WORK TO COMPLETE ->
Gather every line of the point placement records below that contains the word "covered", and copy each one unchanged. The match is case-sensitive.

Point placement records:
——
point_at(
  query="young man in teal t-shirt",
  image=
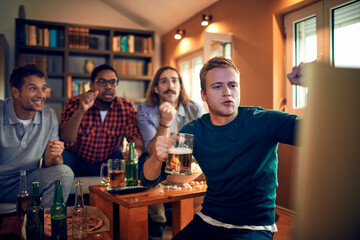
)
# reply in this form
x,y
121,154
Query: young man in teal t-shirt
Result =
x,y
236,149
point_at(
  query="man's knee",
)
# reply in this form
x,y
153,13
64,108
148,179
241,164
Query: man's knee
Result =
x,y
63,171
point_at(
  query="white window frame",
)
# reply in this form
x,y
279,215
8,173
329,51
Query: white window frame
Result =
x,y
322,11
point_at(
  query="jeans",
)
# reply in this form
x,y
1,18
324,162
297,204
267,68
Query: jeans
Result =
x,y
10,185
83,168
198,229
——
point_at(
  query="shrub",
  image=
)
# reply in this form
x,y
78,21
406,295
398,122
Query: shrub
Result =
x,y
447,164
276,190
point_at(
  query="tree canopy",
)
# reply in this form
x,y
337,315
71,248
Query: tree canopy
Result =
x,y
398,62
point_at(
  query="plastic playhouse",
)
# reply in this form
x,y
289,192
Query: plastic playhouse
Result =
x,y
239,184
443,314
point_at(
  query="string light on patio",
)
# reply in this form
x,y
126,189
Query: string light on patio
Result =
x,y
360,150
——
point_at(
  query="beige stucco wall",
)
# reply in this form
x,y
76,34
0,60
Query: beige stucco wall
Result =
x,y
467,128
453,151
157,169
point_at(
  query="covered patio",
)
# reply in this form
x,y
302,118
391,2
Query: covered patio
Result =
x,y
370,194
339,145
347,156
——
ANSWER TO THE PROBLEM ->
  query="covered patio",
Query: covered patio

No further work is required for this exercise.